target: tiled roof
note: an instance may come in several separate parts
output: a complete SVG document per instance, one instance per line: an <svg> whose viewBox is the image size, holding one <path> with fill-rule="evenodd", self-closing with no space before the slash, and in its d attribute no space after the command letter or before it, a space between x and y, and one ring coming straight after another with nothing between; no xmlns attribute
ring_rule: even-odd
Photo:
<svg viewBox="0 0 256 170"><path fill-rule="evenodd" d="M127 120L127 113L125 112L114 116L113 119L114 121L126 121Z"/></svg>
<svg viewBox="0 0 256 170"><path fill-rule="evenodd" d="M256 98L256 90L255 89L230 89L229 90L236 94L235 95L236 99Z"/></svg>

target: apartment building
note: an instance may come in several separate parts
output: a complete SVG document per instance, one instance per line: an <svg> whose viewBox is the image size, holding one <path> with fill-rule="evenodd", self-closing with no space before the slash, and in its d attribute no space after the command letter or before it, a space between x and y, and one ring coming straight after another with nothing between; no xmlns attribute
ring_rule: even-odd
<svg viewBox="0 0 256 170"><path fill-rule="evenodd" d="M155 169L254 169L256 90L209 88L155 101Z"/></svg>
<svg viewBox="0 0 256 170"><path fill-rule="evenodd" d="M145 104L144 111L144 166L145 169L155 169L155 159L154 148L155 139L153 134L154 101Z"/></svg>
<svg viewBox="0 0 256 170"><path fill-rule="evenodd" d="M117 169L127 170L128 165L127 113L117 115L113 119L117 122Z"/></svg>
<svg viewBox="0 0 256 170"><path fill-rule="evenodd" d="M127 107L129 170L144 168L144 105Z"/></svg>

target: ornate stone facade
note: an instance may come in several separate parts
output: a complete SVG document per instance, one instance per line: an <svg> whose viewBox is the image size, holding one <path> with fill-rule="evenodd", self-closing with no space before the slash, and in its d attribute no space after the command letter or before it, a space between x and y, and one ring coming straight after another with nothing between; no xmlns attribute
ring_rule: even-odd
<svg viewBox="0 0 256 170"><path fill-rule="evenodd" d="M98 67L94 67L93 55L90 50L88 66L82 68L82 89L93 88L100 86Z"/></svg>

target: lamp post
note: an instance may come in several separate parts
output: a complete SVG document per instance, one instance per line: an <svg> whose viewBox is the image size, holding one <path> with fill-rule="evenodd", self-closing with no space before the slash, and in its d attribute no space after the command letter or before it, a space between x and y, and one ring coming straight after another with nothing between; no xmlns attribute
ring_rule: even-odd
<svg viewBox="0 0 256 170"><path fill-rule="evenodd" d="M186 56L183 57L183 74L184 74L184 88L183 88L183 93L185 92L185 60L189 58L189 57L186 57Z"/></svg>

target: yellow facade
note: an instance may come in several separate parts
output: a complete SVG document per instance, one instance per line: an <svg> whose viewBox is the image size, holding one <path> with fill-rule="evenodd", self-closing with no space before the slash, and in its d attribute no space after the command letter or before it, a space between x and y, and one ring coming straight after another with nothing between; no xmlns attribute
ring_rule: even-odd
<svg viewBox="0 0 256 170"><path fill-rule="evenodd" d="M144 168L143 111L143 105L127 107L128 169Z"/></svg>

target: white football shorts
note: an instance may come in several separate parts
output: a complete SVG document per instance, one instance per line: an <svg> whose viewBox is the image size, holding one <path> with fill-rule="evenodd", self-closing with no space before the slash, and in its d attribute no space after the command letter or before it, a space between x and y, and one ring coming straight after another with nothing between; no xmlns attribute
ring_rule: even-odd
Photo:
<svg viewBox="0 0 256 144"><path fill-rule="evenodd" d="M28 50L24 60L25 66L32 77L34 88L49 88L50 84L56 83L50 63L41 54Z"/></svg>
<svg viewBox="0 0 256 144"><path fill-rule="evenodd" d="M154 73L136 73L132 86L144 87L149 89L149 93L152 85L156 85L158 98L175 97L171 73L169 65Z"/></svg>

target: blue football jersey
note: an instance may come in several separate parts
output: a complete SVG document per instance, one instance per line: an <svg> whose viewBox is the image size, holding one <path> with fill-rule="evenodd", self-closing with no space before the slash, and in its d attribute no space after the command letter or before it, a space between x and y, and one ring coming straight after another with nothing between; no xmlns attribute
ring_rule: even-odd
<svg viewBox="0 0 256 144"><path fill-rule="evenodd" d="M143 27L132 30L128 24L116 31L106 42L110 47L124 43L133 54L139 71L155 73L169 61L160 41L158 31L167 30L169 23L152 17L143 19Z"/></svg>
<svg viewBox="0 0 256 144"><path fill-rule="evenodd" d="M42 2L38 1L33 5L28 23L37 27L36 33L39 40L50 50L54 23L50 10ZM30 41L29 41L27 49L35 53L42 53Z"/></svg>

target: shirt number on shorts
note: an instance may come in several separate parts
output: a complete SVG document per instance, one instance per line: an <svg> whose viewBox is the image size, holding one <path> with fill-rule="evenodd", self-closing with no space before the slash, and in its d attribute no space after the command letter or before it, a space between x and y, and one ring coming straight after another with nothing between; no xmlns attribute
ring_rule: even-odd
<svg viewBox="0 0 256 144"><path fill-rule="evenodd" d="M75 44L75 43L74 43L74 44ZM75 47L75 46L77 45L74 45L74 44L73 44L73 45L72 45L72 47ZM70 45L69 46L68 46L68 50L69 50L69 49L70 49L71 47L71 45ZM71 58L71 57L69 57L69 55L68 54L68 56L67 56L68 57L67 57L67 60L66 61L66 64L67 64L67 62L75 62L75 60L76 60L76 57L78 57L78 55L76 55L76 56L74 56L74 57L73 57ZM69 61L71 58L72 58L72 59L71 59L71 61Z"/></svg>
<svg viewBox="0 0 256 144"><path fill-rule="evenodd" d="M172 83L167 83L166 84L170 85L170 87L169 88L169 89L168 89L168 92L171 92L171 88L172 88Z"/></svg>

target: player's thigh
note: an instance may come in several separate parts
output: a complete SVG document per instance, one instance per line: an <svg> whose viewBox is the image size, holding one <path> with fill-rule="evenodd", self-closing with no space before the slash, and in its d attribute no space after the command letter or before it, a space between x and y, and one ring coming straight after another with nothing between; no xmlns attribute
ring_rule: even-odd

WHAT THIS TASK INVOLVES:
Output all of the data above again, line for line, without changing a single character.

ANSWER FOR THIS EXERCISE:
target: tiled roof
note: an instance may come in several separate parts
output: a complete SVG document per instance, one instance per line: an <svg> whose viewBox is the image size, holding one <path> with fill-rule="evenodd", self-closing with no space before the slash, and in its d attribute no space after the command letter or before it, a space between x and y, and one ring coming straight after another with nothing between; no xmlns attribute
ring_rule: even-odd
Photo:
<svg viewBox="0 0 256 170"><path fill-rule="evenodd" d="M127 120L127 113L125 112L114 116L113 119L114 121L126 121Z"/></svg>
<svg viewBox="0 0 256 170"><path fill-rule="evenodd" d="M256 98L256 90L255 89L230 89L229 90L236 94L235 95L236 99Z"/></svg>

target: apartment building
note: an instance may come in several separate parts
output: a complete SVG document per instance, one instance per line: an <svg> whose viewBox is the image size, holding one <path> with fill-rule="evenodd", self-closing with no space before the slash, and in its d attribute no space after the command letter or before it, a space between x and y, and one ring coming straight after another with nothing between; no xmlns attribute
ring_rule: even-odd
<svg viewBox="0 0 256 170"><path fill-rule="evenodd" d="M155 169L254 169L256 90L209 88L155 101Z"/></svg>
<svg viewBox="0 0 256 170"><path fill-rule="evenodd" d="M145 104L144 111L144 166L145 169L155 169L155 159L154 148L155 139L153 134L154 101Z"/></svg>
<svg viewBox="0 0 256 170"><path fill-rule="evenodd" d="M117 169L127 170L128 165L127 113L117 115L113 119L117 122Z"/></svg>
<svg viewBox="0 0 256 170"><path fill-rule="evenodd" d="M127 107L129 170L144 168L144 105Z"/></svg>

target: ornate stone facade
note: an instance may come in several separate parts
output: a complete SVG document per instance, one instance per line: an <svg> whose viewBox is the image size, holding one <path> with fill-rule="evenodd", self-closing with no space before the slash, and in its d attribute no space after the command letter or before it, a space between x and y, and one ring coming straight after another with nothing between; no xmlns attribute
ring_rule: even-odd
<svg viewBox="0 0 256 170"><path fill-rule="evenodd" d="M98 67L94 67L93 55L90 50L88 66L82 68L82 89L93 88L100 86Z"/></svg>

target: lamp post
note: an instance may come in several separate parts
output: a complete SVG document per instance, one instance per line: an <svg> whose viewBox is the image size, holding one <path> with fill-rule="evenodd", self-closing with no space before the slash, and in its d attribute no space after the command letter or before it, a space between x and y, and one ring coming straight after another with nothing between; no xmlns attribute
ring_rule: even-odd
<svg viewBox="0 0 256 170"><path fill-rule="evenodd" d="M186 56L183 57L183 74L184 74L184 88L183 88L183 93L185 92L185 60L189 58L189 57L186 57Z"/></svg>

target: yellow facade
note: an instance may come in several separate parts
output: a complete SVG document per instance, one instance per line: an <svg> whose viewBox is the image size, holding one <path> with fill-rule="evenodd", self-closing with no space before the slash, and in its d attribute no space after the command letter or before it, a space between x and y, and one ring coming straight after another with nothing between; no xmlns attribute
ring_rule: even-odd
<svg viewBox="0 0 256 170"><path fill-rule="evenodd" d="M144 168L143 111L143 105L127 107L128 169Z"/></svg>

target: white football shorts
note: an instance may come in several separate parts
output: a complete SVG document per instance, one instance per line: an <svg> whose viewBox is the image size, holding one <path> with fill-rule="evenodd", self-closing with no space before the slash, and in its d attribute no space after the command letter or before it, a space between x and y, and one ring coming straight after another with nothing between; no xmlns attribute
ring_rule: even-odd
Photo:
<svg viewBox="0 0 256 144"><path fill-rule="evenodd" d="M28 50L24 60L25 66L32 77L34 88L49 88L50 84L56 83L50 63L41 54Z"/></svg>
<svg viewBox="0 0 256 144"><path fill-rule="evenodd" d="M154 73L136 73L132 86L144 87L149 89L149 93L152 85L156 85L158 98L175 97L171 73L169 65Z"/></svg>

target: blue football jersey
note: an instance may come in several separate parts
output: a complete SVG document per instance, one instance per line: an <svg> whose viewBox is the image size, holding one <path> with fill-rule="evenodd", self-closing with no space before the slash, and in its d attribute no space after the command letter or before it, a space between x and y, and one ring coming straight after another with nothing between; no xmlns attribute
ring_rule: even-odd
<svg viewBox="0 0 256 144"><path fill-rule="evenodd" d="M143 27L132 30L128 24L116 31L106 42L110 47L124 43L133 54L139 71L155 73L169 61L160 41L158 31L167 30L169 23L152 17L143 19Z"/></svg>
<svg viewBox="0 0 256 144"><path fill-rule="evenodd" d="M42 2L38 1L33 5L28 23L37 27L36 33L39 40L50 50L54 23L50 10ZM30 41L29 41L27 49L35 53L42 53Z"/></svg>

target: shirt number on shorts
note: an instance may come in several separate parts
output: a complete SVG document per instance, one instance per line: an <svg> whose viewBox is the image size, holding one <path> with fill-rule="evenodd", self-closing with no space before the slash, and in its d attribute no space after the command letter or before it, a space between x and y, and one ring coming straight after another with nothing between; no xmlns attribute
ring_rule: even-odd
<svg viewBox="0 0 256 144"><path fill-rule="evenodd" d="M75 44L75 43L74 43L74 44ZM75 47L75 46L77 45L74 45L74 44L73 44L73 45L72 45L72 47ZM70 45L69 46L68 46L68 50L69 50L69 49L70 49L71 47L71 45ZM71 58L71 57L69 57L69 55L68 54L68 56L67 56L68 57L67 57L67 60L66 61L66 64L67 64L67 62L75 62L75 60L76 60L76 57L78 57L78 55L76 55L76 56L74 56L74 57L73 57ZM69 61L71 58L72 58L72 59L71 59L71 61Z"/></svg>
<svg viewBox="0 0 256 144"><path fill-rule="evenodd" d="M172 83L167 83L166 84L170 85L170 87L169 88L169 89L168 89L168 92L171 92L171 88L172 88Z"/></svg>

target: player's thigh
note: an instance may come in several separate parts
output: a complete SVG document per instance, one instance per line: an <svg> whose viewBox is the image size, holding one <path> with fill-rule="evenodd", self-closing with no space before the slash, and in its d attribute no space after the command letter or before it, a space between x and y, and one ring coming straight after another with nothing between; no xmlns attribute
ring_rule: even-odd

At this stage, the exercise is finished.